→ **CONSIGNES DE L'EXERCICE**:
[1] Recopiez fidèlement le passage de l'extrait sur la direction de l'EPT, depuis « L’information que Claude » jusqu'à « un fait accompli. ».
[2] Répondez aux questions suivantes d'après l'extrait sur la direction de l'EPT.
(a) Quel âge a Claude Strasser ?
(b) Quelle fonction Étienne Schneider occupe-t-il ?
(c) À quelle date le directeur général sortant est-il parti à la retraite ?

L’information que Claude Strasser serait le nouveau patron de l’Entreprise des postes et télecommunications (EPT) a fuité ce mercredi avant même la fin du conseil d’administration devant aviser le choix d’Étienne Schneider, LSAP, le nouveau ministre de l’Économie. Les administrateurs ont peu apprécié la manière, certain ayant le sentiment d’avoir été dupés dans une procédure censée les associer au choix et l’impression que la fuite avait été orchestrée par Étienne Schneider lui-même ou son entourage, dans le but de les mettre devant un fait accompli.
Ayant anticipé les difficultés que l’option Claude Strasser, 39 ans, allait soulever, Serge Alleggrezza, vice-président du conseil d’administration de l’EPT et directeur du Statec, qui avait été mandaté pour diriger le recrutement (on ignorait alors si c’était pour trouver un cinquième membre du comité de direction ou pour remplacer le directeur général sortant, parti à la retraite le 1er mars dernier) avait tout prévu mercredi : il passa un coup de fil au lauréat et peu après, Claude Strasser se présenta devant les membres du conseil qui eurent ainsi tout le loisir de le « passer sur le grill ». L’échange resta aimable.

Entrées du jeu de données

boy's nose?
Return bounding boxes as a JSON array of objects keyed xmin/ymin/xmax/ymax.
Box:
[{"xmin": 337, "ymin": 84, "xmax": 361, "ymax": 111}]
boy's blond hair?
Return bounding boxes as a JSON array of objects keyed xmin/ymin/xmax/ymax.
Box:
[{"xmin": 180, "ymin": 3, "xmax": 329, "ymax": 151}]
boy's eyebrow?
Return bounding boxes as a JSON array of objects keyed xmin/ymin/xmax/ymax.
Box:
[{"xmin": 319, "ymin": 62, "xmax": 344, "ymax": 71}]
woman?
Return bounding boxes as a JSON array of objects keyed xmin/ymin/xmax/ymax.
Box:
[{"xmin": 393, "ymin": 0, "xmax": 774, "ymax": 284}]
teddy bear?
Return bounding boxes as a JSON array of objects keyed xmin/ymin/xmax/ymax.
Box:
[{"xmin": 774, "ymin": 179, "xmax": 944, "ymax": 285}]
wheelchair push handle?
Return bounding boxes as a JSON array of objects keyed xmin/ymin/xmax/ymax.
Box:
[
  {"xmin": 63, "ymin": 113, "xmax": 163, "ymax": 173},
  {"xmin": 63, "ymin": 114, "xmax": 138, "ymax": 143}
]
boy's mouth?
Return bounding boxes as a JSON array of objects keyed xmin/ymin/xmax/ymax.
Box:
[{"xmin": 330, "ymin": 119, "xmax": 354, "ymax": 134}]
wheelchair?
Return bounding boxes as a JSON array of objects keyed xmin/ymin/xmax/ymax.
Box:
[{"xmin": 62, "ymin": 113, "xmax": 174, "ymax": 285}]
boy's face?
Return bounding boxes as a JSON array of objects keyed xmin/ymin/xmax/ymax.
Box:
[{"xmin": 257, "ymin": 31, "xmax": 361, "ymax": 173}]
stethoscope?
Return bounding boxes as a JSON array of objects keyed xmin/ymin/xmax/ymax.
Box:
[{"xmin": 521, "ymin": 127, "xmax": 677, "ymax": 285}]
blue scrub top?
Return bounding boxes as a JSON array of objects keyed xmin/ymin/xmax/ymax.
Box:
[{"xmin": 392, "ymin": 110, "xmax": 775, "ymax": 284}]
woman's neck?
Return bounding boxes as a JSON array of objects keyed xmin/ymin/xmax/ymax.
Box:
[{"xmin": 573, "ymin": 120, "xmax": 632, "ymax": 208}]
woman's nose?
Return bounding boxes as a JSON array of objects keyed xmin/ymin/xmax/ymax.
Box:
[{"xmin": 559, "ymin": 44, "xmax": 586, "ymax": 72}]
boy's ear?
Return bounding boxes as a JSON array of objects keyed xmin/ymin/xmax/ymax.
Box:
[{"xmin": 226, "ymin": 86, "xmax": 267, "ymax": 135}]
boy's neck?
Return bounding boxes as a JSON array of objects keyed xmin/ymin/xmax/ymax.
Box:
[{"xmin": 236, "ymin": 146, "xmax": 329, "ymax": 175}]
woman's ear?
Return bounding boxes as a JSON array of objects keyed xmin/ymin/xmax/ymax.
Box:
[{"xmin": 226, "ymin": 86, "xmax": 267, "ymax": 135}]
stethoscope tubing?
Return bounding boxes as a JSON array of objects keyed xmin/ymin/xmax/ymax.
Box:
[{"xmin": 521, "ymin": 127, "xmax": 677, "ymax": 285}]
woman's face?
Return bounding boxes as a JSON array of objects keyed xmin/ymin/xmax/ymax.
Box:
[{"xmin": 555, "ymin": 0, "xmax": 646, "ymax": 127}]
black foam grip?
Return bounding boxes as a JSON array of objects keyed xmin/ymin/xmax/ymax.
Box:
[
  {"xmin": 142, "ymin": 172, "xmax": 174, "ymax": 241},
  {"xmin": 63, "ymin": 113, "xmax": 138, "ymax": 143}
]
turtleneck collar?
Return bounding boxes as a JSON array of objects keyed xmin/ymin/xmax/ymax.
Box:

→ **RÉPONSES ATTENDUES**:
[1]
L’information que Claude Strasser serait le nouveau patron de l’Entreprise des postes et télecommunications (EPT) a fuité ce mercredi avant même la fin du conseil d’administration devant aviser le choix d’Étienne Schneider, LSAP, le nouveau ministre de l’Économie. Les administrateurs ont peu apprécié la manière, certain ayant le sentiment d’avoir été dupés dans une procédure censée les associer au choix et l’impression que la fuite avait été orchestrée par Étienne Schneider lui-même ou son entourage, dans le but de les mettre devant un fait accompli.

[2]
(a) Il a 39 ans.
(b) Il est le nouveau ministre de l'Économie.
(c) Il est parti à la retraite le 1er mars.